_INSTRUCTIONS TO FOLLOW_
Emit the line that holds "of the brick" and all lines following it through the end of the data, verbatim, and nothing else.

◇ ◇ ◇ ◇ ◇

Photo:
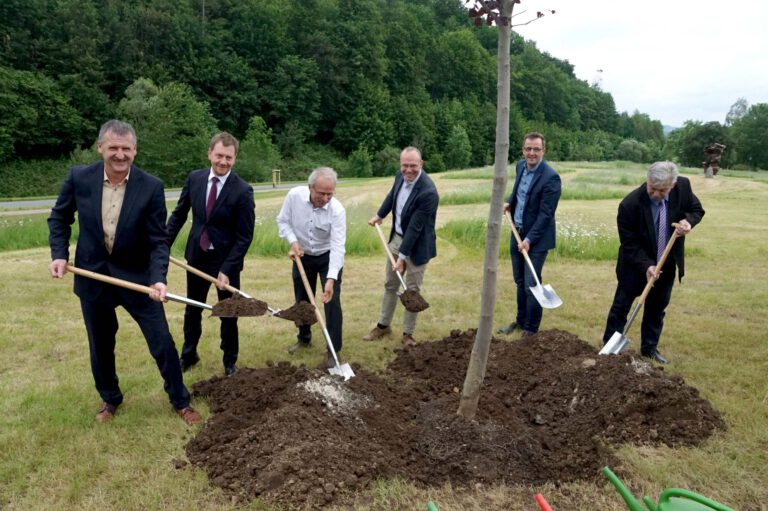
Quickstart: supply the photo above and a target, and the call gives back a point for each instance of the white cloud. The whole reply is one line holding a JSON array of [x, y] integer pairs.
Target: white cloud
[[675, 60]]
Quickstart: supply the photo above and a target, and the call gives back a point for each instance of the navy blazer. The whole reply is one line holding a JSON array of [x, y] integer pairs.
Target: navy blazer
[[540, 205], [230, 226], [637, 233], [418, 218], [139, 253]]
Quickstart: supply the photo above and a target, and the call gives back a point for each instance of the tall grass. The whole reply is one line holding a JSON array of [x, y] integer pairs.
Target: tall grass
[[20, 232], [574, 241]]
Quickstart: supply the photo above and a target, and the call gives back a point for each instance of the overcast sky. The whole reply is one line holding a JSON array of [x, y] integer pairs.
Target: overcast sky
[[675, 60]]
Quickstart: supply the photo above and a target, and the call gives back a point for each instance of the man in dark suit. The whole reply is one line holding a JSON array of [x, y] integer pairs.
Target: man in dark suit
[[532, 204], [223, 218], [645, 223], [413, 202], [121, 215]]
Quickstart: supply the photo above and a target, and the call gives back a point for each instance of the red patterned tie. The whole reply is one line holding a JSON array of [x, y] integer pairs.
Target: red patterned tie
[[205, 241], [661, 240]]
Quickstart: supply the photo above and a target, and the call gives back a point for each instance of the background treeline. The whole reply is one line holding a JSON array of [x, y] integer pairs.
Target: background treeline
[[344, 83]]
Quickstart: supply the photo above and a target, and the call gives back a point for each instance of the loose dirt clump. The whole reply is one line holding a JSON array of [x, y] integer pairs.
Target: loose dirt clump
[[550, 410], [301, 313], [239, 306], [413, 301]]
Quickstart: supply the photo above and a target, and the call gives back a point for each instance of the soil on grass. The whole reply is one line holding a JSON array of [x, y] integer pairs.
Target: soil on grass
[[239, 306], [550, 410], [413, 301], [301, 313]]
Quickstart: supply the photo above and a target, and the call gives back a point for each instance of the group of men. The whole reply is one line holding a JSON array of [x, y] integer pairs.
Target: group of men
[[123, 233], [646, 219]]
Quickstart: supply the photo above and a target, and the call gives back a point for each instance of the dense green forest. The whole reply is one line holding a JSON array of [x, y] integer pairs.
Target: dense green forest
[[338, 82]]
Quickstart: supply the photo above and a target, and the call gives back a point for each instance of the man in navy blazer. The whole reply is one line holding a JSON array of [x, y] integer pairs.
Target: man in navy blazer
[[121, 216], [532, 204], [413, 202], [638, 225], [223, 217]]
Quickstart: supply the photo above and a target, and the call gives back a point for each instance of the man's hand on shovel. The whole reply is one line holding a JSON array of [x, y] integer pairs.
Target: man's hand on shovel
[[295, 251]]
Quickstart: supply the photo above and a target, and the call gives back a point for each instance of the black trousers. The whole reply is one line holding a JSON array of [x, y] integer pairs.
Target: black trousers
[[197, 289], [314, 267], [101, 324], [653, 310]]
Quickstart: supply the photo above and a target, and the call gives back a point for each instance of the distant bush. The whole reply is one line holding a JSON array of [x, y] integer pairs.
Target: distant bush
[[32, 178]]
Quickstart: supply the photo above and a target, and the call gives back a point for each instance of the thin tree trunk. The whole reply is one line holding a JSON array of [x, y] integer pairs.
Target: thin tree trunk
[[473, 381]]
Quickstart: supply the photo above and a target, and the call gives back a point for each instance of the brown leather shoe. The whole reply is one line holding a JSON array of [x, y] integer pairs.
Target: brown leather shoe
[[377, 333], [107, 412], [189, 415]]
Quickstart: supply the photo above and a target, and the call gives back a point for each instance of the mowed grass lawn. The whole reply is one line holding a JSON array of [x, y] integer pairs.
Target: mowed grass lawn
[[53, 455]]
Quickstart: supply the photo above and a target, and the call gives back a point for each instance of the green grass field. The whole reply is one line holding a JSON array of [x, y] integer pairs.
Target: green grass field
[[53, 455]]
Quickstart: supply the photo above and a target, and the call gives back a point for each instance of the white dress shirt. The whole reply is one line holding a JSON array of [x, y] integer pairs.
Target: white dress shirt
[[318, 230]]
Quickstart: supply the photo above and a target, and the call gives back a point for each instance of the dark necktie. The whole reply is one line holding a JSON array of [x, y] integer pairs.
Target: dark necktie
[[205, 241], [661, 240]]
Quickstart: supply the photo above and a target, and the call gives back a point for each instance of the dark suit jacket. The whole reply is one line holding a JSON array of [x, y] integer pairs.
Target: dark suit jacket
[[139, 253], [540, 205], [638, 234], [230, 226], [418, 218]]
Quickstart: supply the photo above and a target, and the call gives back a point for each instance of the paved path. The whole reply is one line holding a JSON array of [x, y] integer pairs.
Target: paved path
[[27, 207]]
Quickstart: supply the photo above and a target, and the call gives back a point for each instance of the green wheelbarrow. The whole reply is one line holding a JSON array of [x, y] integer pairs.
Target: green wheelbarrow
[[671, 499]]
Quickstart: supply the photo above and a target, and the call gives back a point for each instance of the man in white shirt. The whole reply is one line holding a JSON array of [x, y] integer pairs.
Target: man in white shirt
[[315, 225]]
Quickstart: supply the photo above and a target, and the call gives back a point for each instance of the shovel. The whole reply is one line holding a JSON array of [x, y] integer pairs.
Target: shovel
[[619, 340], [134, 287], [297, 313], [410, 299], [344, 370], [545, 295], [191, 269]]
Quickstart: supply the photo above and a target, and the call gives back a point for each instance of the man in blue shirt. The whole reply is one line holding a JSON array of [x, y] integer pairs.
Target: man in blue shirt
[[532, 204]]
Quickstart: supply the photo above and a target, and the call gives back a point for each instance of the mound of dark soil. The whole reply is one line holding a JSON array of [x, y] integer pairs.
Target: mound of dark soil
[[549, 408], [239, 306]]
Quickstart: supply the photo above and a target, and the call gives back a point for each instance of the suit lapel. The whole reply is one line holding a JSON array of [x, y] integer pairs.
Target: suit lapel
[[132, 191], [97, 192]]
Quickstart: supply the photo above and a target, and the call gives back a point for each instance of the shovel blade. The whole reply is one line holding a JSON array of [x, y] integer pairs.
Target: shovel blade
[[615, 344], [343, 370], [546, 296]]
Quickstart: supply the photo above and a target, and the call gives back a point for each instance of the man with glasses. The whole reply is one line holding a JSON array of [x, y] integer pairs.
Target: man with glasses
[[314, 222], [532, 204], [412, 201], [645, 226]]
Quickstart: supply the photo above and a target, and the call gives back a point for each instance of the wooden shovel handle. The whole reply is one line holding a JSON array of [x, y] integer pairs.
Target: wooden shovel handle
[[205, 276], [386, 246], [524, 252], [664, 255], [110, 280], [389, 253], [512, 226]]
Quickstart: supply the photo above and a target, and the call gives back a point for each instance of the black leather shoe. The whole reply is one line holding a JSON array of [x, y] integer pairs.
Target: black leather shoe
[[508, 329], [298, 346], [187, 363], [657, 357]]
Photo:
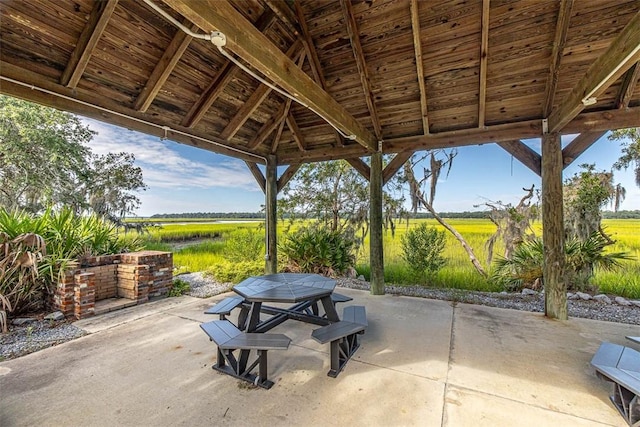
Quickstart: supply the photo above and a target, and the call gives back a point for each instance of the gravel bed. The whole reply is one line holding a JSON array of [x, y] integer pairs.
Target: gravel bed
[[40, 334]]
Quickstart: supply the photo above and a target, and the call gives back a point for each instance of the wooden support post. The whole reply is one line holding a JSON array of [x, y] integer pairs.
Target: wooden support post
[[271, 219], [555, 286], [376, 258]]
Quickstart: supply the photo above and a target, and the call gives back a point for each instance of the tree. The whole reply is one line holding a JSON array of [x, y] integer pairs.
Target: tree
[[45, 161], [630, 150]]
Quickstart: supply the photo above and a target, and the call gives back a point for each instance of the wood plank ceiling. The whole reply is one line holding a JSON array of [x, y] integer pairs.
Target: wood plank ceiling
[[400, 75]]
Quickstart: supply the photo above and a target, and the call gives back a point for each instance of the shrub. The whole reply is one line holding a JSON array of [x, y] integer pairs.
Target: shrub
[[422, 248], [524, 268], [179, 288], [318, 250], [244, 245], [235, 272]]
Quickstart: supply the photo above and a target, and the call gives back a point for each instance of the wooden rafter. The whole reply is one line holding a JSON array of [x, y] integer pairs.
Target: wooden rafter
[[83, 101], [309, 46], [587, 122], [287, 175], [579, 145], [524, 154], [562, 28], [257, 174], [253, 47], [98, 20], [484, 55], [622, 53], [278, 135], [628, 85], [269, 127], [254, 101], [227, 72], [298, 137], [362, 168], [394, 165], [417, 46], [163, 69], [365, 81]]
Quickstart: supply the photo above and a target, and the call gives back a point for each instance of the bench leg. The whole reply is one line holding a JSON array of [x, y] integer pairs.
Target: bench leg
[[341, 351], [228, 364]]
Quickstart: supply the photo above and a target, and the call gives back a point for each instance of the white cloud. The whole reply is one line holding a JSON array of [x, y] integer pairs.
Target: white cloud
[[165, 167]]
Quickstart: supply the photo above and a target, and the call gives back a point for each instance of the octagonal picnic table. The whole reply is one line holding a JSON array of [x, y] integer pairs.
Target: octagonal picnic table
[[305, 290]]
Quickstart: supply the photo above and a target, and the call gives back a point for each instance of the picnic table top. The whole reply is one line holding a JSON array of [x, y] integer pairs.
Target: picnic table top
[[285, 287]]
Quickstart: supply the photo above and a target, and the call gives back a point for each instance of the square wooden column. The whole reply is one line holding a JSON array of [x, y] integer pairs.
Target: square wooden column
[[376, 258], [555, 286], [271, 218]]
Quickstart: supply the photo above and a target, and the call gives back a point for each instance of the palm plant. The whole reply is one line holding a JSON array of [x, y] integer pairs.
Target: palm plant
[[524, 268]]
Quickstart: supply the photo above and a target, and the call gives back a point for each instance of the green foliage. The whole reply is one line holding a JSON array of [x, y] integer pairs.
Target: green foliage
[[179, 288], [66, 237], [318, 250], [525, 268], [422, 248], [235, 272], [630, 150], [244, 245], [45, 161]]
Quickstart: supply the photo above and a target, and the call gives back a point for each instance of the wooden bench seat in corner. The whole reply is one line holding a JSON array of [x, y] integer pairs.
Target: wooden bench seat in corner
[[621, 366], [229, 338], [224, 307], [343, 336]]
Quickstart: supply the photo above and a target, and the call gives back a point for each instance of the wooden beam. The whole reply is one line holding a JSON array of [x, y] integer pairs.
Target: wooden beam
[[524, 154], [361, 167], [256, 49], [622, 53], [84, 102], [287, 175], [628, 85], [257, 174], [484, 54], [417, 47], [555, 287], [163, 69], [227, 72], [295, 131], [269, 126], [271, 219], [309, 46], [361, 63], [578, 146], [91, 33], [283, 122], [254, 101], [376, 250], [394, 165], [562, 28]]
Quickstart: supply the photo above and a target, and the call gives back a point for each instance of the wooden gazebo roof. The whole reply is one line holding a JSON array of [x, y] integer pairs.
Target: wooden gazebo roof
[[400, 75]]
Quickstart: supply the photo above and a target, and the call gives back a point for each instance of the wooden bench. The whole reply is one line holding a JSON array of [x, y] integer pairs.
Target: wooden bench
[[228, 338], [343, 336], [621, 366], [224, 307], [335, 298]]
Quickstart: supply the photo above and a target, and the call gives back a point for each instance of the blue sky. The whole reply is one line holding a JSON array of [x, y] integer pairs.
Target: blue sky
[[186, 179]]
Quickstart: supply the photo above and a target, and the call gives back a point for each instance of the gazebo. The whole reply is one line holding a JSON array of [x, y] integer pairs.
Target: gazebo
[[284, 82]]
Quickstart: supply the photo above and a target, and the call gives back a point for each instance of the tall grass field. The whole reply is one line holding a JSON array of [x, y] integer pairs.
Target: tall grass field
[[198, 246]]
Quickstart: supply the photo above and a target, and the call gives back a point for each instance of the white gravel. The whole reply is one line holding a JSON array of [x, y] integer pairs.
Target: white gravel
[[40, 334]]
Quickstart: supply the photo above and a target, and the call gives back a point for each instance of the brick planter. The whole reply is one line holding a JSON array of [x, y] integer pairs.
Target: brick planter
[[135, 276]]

◇ ◇ ◇ ◇ ◇

_RESPONSE BOX_
Quickstart: supply the photo above and a target, and the call gives back a point for each instance of the brick planter. The whole reply is one line holding a JSON array of [x, y] integer pairs.
Target: brick planter
[[135, 276]]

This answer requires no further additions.